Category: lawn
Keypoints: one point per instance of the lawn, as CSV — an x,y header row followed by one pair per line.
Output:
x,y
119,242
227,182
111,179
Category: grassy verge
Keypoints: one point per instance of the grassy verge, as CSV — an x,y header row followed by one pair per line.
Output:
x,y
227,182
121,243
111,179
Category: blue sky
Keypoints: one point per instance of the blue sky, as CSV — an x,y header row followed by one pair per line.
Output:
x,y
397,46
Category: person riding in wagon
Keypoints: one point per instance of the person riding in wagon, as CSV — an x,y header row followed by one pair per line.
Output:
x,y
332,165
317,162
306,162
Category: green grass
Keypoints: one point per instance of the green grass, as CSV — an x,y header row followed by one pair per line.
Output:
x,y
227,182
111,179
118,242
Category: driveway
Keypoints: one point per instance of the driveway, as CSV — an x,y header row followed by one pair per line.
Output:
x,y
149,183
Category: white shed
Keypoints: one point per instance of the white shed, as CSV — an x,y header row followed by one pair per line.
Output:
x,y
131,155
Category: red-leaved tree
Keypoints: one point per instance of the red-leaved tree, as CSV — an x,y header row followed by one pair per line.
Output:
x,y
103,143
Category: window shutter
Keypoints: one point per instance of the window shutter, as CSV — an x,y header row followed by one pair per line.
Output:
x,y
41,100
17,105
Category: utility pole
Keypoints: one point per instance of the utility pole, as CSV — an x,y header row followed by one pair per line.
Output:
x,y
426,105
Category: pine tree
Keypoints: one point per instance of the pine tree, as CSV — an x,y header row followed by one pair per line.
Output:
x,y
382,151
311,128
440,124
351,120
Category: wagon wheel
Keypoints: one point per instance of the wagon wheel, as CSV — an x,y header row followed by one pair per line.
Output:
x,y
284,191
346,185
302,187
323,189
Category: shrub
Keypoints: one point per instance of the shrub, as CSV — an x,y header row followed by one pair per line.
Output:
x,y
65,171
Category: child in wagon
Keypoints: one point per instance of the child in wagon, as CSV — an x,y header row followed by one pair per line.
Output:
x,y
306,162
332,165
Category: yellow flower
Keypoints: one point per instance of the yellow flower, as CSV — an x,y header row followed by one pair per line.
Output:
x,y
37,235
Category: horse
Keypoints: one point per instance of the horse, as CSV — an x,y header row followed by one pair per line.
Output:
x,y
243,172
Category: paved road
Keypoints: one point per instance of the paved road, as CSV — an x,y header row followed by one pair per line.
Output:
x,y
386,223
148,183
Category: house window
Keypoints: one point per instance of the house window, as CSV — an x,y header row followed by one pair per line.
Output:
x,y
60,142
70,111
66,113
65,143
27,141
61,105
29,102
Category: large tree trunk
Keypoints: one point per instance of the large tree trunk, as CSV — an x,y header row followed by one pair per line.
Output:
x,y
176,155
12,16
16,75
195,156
#####
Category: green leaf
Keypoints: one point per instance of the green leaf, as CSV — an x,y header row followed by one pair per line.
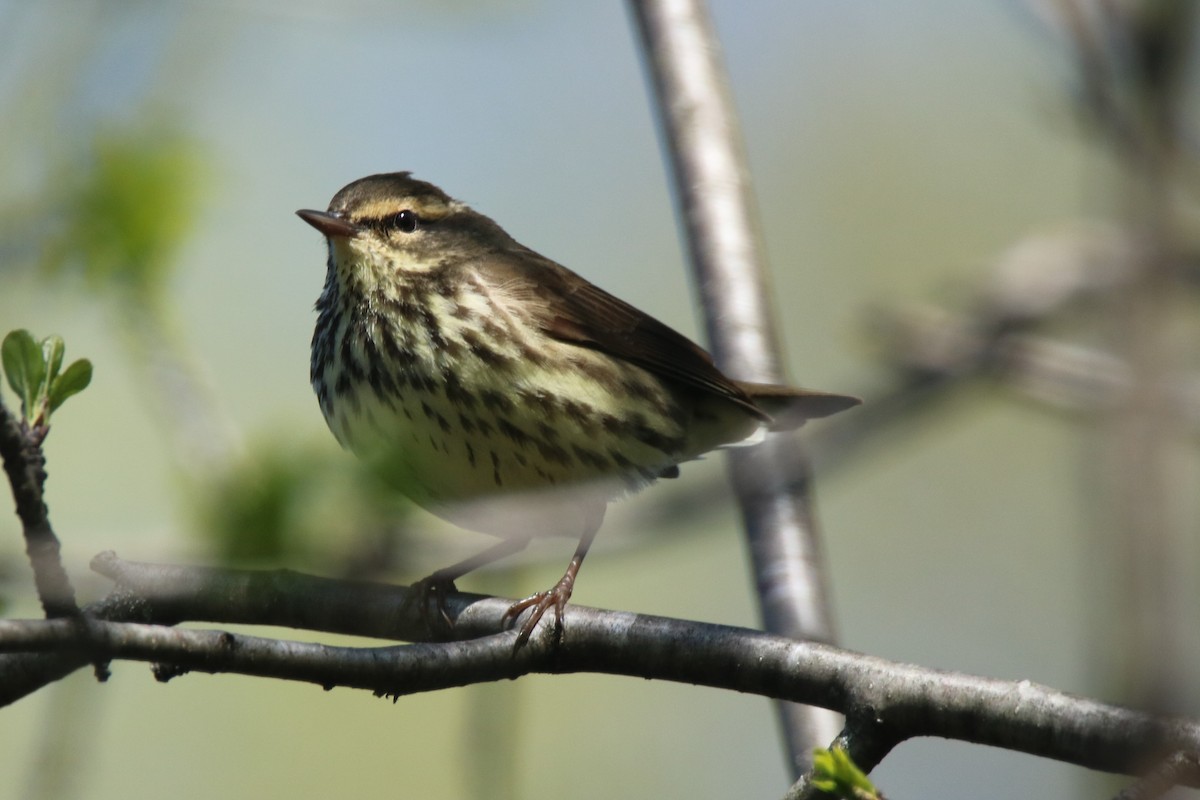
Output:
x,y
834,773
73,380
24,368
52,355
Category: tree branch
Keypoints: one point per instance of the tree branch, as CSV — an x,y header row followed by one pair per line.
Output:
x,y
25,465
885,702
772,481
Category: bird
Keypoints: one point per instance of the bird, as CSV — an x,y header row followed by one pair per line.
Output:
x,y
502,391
#####
**Exercise description**: Which rows above contain the string "riding"? Extract each of them, matching case exactly.

**Reply to the task**:
Category: person riding in wagon
Keypoints: one point per instance of the person riding in wagon, as CSV — an x,y header row followed by one pair per line.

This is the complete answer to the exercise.